◆ Page excerpt ◆
──────────
Technology attributes

mioty physical layer (PHY)

mioty implements an Ultra Narrowband (UNB) physical layer combined with a telegram-splitting multiple access technique (Telegram Splitting, also referred to as TS-UNB) that distributes each message across many short sub-packets transmitted on narrow 2 kHz carriers over different time-frequency slots. [19] The telegram-splitting approach (also called Telegram Splitting Multiple Access, TSMA) breaks a MAC payload (telegram) into multiple sub-packets which are channel-coded, interleaved and transmitted with short on-air durations (≈15 ms per burst) and gaps between bursts. This time-frequency diversity reduces the probability that an interferer corrupts all sub-packets and enables the gateway to reconstruct messages even when a substantial fraction of sub-packets are lost; the specification notes that forward error correction (FEC) can tolerate roughly 50% sub-packet loss in typical configurations. [20]

mioty is specified for operation in worldwide licence-free sub-GHz bands (examples: 868 MHz in Europe, 915–920 MHz / 916 MHz in parts of North America). The PHY uses very narrow 2 kHz channels and explicit time-frequency hopping patterns defined by the TS-UNB profiles in ETSI TS 103 357 and its later revision TS 103 357-2. [21] [22]

In addition to the ETSI specifications, the exact regional frequency allocations, channel plans and regulatory constraints for mioty deployments are defined in the mioty Regional Radio Profiles document, which is maintained and regularly updated by the Technical Committee of the mioty Alliance. [23] These profiles ensure compliance with regional spectrum regulations and specify operational parameters for each country or regulatory domain.
──────────
◆ Information provided ◆

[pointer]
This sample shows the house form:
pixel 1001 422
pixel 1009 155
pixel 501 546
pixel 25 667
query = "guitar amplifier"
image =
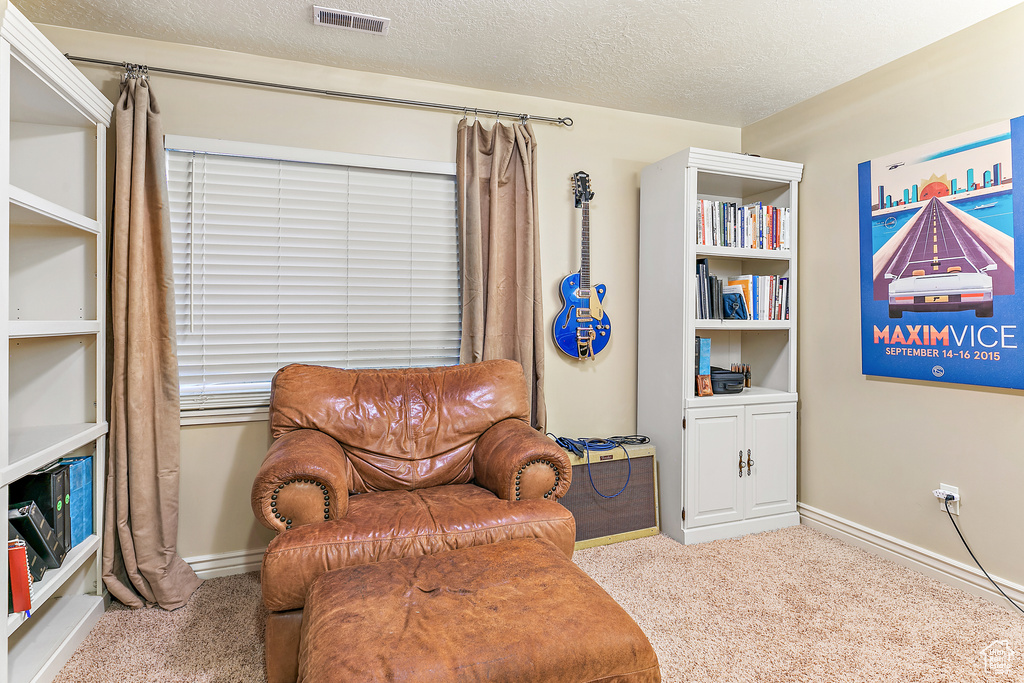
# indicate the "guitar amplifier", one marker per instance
──────────
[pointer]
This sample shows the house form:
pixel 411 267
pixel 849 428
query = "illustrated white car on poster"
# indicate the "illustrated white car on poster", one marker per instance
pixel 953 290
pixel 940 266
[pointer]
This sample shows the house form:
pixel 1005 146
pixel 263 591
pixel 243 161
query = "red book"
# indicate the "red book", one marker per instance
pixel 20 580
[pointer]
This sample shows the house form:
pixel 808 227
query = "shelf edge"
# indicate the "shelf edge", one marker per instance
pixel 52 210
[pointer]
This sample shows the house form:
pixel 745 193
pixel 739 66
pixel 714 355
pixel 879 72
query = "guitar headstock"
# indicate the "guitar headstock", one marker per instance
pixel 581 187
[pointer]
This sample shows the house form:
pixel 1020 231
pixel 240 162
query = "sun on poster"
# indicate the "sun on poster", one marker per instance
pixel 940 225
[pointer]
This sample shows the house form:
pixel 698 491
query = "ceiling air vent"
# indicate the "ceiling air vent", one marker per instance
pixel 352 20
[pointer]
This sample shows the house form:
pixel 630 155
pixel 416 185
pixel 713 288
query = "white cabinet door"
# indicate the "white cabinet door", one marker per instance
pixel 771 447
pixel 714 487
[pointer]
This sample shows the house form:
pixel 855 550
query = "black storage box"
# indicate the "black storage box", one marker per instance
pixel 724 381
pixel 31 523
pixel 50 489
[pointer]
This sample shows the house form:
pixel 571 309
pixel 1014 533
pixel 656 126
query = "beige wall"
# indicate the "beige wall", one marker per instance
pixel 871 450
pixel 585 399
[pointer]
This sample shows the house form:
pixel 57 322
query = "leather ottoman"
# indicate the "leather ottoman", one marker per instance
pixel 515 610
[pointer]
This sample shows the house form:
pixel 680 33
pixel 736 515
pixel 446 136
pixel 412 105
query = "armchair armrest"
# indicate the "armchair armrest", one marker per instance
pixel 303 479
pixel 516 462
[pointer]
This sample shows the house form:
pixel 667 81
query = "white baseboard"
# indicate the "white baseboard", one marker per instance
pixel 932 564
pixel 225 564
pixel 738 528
──────────
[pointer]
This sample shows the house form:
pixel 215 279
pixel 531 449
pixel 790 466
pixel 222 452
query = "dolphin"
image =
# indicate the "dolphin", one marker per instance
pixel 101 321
──────────
◆ What to work on ◆
Update the passage on mioty technology, starting with "mioty is specified" and going on through "or regulatory domain.", so that "channel plans" reads "channel assignments".

◆ Output of the exercise ◆
mioty is specified for operation in worldwide licence-free sub-GHz bands (examples: 868 MHz in Europe, 915–920 MHz / 916 MHz in parts of North America). The PHY uses very narrow 2 kHz channels and explicit time-frequency hopping patterns defined by the TS-UNB profiles in ETSI TS 103 357 and its later revision TS 103 357-2. [21] [22]

In addition to the ETSI specifications, the exact regional frequency allocations, channel assignments and regulatory constraints for mioty deployments are defined in the mioty Regional Radio Profiles document, which is maintained and regularly updated by the Technical Committee of the mioty Alliance. [23] These profiles ensure compliance with regional spectrum regulations and specify operational parameters for each country or regulatory domain.